Texte à lire -
DNA : « Badgeo : menace pour la vie privée ? / Un espion amnésique »
26/05/2009

Lancée voilà cinq ans par la Compagnie des transports strasbourgeois (CTS), la carte à puce Badgeo permet la collecte des données des déplacements effectués par son détenteur. La version anonyme du pass, recommandée par la CNIL, n’est pas proposée par la CTS.

La carte à puce est la version high tech du bon vieux ticket papier. « Intelligent », ce titre de transport nouvelle génération contient toute une série de données personnelles sur son détenteur : nom, date de naissance, situation socioprofessionnelle, ou encore téléphone, adresse, éventuellement relevé d’identité bancaire.

Cette modernisation présente de nombreux avantages mais, revers de la médaille, elle menacerait les libertés publiques.

Liste des enregistrements -
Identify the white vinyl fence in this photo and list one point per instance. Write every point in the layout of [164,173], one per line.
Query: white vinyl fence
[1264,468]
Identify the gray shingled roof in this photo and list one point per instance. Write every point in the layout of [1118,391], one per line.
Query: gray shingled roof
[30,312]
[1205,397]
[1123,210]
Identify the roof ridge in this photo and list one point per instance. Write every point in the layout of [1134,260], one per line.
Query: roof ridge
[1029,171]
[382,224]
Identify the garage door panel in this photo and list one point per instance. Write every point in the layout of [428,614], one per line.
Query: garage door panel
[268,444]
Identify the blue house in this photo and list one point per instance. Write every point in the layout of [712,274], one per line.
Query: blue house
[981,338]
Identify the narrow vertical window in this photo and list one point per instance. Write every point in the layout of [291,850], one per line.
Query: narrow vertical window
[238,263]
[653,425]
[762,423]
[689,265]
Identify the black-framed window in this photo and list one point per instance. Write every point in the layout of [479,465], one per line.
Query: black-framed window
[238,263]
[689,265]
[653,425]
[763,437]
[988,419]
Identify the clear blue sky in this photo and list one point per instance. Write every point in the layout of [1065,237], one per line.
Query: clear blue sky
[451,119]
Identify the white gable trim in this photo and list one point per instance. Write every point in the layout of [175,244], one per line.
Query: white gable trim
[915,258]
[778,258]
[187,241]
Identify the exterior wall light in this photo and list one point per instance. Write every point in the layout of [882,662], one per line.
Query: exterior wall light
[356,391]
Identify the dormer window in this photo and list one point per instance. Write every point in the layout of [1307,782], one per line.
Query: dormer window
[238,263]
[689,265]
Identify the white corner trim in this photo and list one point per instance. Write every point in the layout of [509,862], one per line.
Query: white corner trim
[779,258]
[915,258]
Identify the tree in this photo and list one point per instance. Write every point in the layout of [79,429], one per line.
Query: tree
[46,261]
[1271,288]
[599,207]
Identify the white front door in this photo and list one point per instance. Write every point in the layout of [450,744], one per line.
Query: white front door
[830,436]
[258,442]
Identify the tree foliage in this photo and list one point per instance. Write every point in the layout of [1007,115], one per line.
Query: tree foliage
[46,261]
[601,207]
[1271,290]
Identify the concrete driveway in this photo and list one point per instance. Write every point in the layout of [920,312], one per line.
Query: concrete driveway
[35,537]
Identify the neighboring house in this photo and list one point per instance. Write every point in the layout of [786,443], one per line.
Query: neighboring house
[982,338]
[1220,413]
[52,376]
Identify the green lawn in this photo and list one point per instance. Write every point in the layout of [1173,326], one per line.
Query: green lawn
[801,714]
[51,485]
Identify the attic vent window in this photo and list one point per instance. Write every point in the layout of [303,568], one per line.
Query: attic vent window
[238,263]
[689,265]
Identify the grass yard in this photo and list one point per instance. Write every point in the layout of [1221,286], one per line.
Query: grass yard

Consignes -
1. Recopiez mot pour mot, dans l'article sur la carte Badgeo, le passage qui va de « Lancée voilà cinq » jusqu'à « par la CTS. » inclus.
2. Poursuivez l'article sur la carte Badgeo à partir de sa dernière phrase.

Réponses -
1.
Lancée voilà cinq ans par la Compagnie des transports strasbourgeois (CTS), la carte à puce Badgeo permet la collecte des données des déplacements effectués par son détenteur. La version anonyme du pass, recommandée par la CNIL, n’est pas proposée par la CTS.

2.
Pour la CNIL (Commission nationale de l’informatique et des libertés, Autorisation unique du 3 juin 2008), le système « est de nature à porter atteinte tant à la liberté fondamentale d’aller et venir qu’au droit à la vie privée ».

Pourquoi ? La technologie utilisée, explique la commission, permet de « mémoriser, tant sur la carte qu’au poste central de l’exploitant, non seulement les date, heure et lieu de passage mais aussi le numéro de carte utilisé qui rend possible, à partir du fichier clientèle, l’identification du titulaire de la carte ». Autrement dit, les déplacements peuvent être reconstitués. Qu’il s’agisse d’un trajet domicile-travail ou d’une virée chez son amant(e).

Garde-fous

La carte de transport à puce serait-elle un outil de surveillance ? Un mouchard ? Elle pourrait l’être. Mais la CNIL a imaginé des garde-fous.

Le nombre d’événements enregistrés dans la carte doit être limité à quatre et les données de validation doivent être conservées 48 heures maximum par la compagnie de transport.

Le pass est un espion ? Faisons-en un amnésique, répond la CNIL. C’est ce que fait la CTS avec sa propre carte à puce, le pass Badgeo, lancé en 2004.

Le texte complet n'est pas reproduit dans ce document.